** START OF MATERIAL FOR THIS TASK **

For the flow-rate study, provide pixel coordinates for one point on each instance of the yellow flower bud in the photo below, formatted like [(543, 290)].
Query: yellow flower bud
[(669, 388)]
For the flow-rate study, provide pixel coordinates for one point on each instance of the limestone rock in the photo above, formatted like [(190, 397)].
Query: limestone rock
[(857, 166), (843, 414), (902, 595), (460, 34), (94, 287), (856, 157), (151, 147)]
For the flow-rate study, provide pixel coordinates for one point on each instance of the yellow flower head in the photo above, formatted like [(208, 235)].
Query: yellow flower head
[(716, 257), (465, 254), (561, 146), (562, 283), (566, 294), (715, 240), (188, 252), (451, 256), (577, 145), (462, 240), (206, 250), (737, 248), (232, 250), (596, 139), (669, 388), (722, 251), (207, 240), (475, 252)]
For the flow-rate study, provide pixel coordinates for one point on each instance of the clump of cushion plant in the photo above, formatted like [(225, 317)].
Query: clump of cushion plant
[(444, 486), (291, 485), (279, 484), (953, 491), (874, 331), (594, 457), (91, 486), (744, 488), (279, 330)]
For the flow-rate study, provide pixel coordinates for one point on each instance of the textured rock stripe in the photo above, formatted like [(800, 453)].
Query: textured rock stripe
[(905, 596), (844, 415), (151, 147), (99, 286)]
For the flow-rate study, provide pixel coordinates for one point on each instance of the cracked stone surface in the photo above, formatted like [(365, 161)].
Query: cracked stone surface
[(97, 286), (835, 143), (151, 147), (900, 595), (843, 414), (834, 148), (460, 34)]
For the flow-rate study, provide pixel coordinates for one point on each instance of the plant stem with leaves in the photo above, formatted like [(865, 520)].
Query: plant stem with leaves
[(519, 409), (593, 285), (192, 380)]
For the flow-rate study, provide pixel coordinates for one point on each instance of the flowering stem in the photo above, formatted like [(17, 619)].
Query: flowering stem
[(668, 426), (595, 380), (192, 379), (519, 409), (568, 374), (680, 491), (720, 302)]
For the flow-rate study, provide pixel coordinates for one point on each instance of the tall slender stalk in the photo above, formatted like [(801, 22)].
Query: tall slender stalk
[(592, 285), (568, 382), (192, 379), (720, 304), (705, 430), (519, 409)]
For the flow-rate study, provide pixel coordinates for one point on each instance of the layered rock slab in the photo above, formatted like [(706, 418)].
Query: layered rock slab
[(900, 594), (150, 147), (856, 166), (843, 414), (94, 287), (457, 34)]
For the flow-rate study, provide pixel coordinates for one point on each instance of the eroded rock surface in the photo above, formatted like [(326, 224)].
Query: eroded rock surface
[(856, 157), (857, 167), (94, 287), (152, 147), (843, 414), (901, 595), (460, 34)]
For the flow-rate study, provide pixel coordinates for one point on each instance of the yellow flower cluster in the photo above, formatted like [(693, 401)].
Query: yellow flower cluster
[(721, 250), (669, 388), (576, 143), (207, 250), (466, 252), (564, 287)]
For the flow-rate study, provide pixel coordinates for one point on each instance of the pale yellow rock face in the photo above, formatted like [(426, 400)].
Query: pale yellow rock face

** END OF MATERIAL FOR THIS TASK **

▸ GIVEN TASK
Find the line that contains "like [(801, 22)]." in the listing above. Retype it and every line after it up to the last, exactly, and nothing else.

▸ EXERCISE ANSWER
For the flow-rate study, provide pixel coordinates for one point on each instance of the tall slender stalk in the photo above, formatted like [(801, 22)].
Query: tall slender stalk
[(592, 285), (568, 382), (192, 379), (720, 304), (705, 430), (519, 409)]
For the flow-rate study, provide pixel coordinates for one point on each instance of the layered rock slab in the photo above, formatted like [(706, 418)].
Query: layered rock slab
[(900, 594), (150, 147), (856, 166), (843, 414), (94, 287), (457, 34)]
For the flow-rate study, provide pixel coordinates for one point on each instance of the eroded rock surface in the photo above, formatted like [(326, 224)].
Query: eroded rock surface
[(856, 157), (857, 167), (94, 287), (152, 147), (843, 414), (901, 595), (460, 34)]
For the flow-rate study, provide pixel coordinates for one point on each instance of the yellow flower cluster in the photo above, formatted like [(693, 401)].
Query: yellow flower cluster
[(721, 250), (669, 388), (576, 143), (207, 250), (466, 252), (564, 287)]
For the flow-rate study, provide pixel coordinates for one point on each instance of the pale yellow rock face in the photo above, formatted like [(426, 400)].
Query: pale yellow rock face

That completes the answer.